Your task is to copy each line of the material that holds the word "jockey".

## Record extracts:

· · · ·

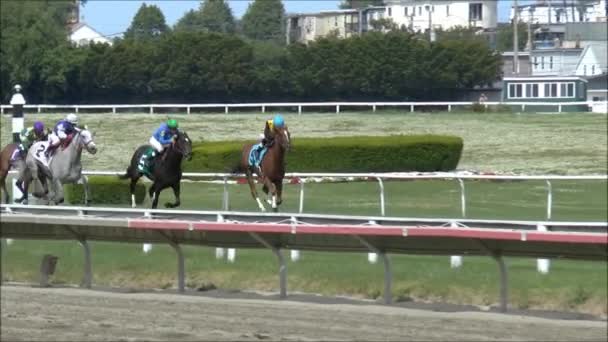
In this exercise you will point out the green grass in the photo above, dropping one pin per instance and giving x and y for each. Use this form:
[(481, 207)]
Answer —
[(527, 143), (569, 143)]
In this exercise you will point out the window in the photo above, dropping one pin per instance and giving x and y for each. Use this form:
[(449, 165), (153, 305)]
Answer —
[(515, 91), (570, 90), (531, 89), (542, 63), (475, 12)]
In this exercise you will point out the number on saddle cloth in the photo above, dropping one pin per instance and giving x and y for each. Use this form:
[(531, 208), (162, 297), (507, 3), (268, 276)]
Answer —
[(256, 155)]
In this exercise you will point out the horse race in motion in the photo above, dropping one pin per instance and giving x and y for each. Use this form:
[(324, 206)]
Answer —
[(269, 165), (63, 167), (166, 169)]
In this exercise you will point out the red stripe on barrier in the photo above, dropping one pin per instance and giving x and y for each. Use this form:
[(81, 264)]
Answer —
[(464, 233), (567, 238), (159, 224)]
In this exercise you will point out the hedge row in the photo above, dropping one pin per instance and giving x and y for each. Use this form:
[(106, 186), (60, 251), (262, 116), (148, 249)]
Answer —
[(105, 190), (424, 153)]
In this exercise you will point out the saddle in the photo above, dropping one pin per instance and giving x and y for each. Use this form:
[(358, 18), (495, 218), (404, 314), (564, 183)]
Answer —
[(256, 154)]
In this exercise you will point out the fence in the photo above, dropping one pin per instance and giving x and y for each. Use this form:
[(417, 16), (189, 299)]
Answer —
[(299, 105)]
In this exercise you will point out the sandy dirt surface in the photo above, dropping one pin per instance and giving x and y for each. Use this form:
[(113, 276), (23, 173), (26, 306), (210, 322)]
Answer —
[(62, 314)]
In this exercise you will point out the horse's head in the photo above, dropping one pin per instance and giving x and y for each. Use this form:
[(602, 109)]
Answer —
[(283, 138), (86, 140), (183, 145)]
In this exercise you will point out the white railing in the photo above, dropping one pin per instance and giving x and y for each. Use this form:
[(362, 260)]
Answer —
[(113, 108), (380, 178)]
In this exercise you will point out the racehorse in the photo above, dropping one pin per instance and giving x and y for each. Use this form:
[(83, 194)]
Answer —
[(8, 159), (166, 170), (64, 167), (272, 169)]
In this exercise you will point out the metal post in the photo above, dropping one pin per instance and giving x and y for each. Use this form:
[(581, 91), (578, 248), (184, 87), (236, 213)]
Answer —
[(388, 274), (181, 273), (549, 199), (88, 274), (301, 208), (282, 265), (225, 198), (382, 209), (463, 205)]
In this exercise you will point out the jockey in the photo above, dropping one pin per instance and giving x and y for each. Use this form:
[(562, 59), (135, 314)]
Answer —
[(163, 136), (270, 131), (30, 135), (62, 130)]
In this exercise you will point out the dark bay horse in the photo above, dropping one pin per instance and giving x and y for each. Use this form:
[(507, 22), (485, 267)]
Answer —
[(166, 170), (272, 167)]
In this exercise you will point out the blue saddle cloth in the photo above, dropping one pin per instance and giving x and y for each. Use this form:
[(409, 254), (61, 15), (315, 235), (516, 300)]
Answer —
[(256, 155)]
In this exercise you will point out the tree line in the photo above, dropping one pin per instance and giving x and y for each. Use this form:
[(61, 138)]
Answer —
[(209, 57)]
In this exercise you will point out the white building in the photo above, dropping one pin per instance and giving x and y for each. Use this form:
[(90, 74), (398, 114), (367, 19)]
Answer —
[(561, 11), (418, 15), (83, 34)]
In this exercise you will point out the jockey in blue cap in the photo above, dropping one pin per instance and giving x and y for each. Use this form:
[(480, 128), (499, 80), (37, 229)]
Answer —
[(163, 136), (30, 135)]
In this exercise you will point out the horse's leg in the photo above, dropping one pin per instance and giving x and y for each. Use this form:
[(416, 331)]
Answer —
[(132, 189), (87, 195), (154, 192), (254, 192), (176, 191)]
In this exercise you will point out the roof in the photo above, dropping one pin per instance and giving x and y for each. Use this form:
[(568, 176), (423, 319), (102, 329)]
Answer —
[(546, 78)]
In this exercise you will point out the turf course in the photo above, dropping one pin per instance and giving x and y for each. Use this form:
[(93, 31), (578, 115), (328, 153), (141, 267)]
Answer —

· · · ·

## Answer for the task:
In this exercise you will point out the jockey in the photo above, dropping one pin per instance and giving x and y for each. Use this form:
In this exercise you will point out the jockey in blue cap in the photo above, dropping one pin per instance and giving x and y for each. Use this form:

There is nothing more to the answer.